═════ МАТЕРИАЛ ДЛЯ ЗАДАНИЯ ═════
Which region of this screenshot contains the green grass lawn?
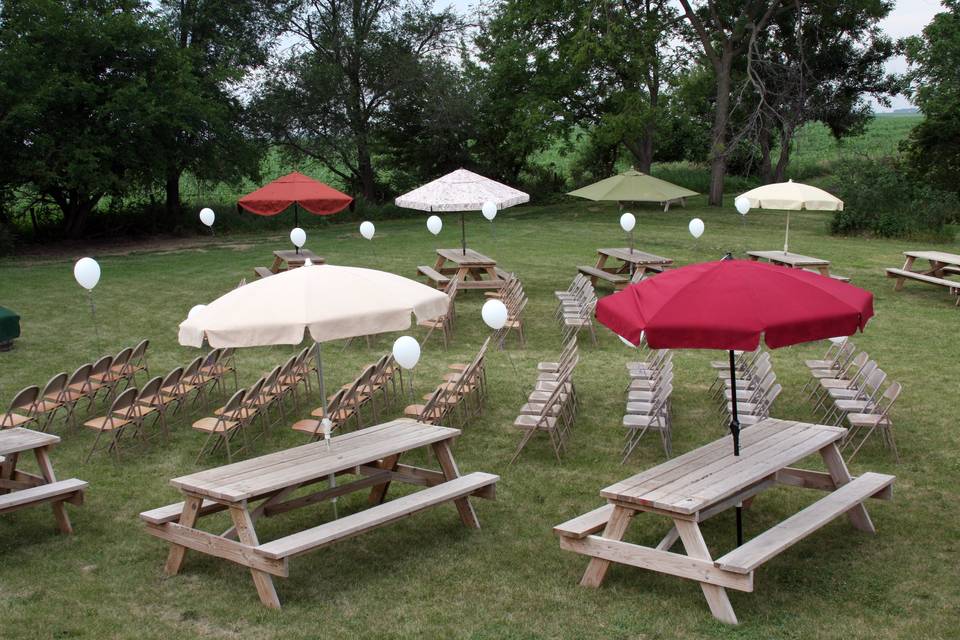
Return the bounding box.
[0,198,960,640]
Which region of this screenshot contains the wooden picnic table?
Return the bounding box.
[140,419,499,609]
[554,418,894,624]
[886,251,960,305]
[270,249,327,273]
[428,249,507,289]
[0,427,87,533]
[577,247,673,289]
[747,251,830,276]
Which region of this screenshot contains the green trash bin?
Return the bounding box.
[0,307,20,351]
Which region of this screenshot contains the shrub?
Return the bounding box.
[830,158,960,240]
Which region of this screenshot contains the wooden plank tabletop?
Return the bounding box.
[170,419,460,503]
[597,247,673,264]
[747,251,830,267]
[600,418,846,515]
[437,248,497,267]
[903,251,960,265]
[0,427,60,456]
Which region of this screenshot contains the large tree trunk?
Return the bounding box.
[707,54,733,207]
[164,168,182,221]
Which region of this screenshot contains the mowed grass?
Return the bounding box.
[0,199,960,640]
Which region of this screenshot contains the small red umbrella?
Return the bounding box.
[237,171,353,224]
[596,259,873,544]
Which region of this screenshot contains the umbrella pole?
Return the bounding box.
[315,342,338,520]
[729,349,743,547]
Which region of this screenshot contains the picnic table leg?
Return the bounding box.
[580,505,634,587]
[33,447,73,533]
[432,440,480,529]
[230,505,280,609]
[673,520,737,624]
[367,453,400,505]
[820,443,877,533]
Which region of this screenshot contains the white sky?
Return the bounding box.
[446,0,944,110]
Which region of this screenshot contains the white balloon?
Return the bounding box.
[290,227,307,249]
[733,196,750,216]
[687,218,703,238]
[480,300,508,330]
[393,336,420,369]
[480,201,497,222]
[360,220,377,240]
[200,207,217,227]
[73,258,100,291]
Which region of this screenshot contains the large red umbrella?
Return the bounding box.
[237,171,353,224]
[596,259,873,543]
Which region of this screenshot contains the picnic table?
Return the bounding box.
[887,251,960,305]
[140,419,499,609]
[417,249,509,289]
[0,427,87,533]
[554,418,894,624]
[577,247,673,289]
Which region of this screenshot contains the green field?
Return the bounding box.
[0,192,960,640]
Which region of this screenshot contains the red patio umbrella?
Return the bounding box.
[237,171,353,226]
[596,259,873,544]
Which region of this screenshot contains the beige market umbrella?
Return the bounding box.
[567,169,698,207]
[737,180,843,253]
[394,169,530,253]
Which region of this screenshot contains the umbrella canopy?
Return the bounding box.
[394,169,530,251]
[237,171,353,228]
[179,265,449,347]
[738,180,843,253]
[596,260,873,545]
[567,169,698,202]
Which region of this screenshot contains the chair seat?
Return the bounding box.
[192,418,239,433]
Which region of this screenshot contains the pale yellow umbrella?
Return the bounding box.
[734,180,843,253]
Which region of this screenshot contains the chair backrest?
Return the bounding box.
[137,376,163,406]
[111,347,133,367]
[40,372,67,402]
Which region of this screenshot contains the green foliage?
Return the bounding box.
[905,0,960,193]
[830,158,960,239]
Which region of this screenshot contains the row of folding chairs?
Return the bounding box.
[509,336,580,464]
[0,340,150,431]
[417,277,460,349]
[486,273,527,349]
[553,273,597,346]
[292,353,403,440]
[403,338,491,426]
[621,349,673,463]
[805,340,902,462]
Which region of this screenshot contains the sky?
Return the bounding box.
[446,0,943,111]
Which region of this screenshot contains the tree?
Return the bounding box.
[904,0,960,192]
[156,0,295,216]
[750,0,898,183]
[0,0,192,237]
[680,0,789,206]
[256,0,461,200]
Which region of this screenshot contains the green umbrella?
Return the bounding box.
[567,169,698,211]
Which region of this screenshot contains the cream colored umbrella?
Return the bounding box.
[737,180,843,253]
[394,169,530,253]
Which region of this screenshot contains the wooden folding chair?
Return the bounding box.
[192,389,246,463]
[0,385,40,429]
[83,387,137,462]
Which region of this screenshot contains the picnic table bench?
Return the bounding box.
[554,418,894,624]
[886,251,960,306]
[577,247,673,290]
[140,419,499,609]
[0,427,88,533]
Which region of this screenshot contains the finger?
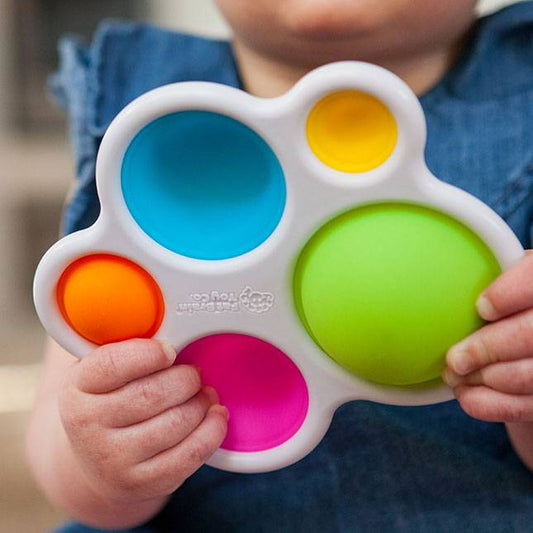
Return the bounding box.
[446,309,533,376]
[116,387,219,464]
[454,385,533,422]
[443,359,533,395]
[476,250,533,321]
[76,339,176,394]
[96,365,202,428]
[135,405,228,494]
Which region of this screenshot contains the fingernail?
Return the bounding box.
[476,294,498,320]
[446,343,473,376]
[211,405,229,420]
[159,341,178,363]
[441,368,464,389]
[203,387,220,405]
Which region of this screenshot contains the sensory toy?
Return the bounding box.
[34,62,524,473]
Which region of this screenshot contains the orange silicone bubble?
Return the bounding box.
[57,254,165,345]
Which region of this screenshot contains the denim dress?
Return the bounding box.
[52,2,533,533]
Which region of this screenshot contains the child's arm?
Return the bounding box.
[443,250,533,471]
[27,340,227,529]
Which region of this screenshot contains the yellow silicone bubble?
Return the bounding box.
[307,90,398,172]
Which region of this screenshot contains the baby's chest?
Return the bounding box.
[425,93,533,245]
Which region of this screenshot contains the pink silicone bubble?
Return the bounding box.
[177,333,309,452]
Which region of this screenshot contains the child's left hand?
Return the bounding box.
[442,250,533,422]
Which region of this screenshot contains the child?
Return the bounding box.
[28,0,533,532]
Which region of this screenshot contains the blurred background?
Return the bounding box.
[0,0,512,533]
═════
▶ ОБЯЗАТЕЛЬНОЕ ЗАДАНИЕ
Выпишите, пожалуйста, из записей выше все строки, где встречается слово «green». Регистр букв имеет значение.

▶ ПОЛНЫЙ ОТВЕТ
Which region of this screenshot contains the green grass lawn?
Which region of this screenshot contains the green trash bin?
Which region of this screenshot contains the green field?
Which region of this screenshot contains the green foliage?
Which region of this screenshot contains the green umbrella?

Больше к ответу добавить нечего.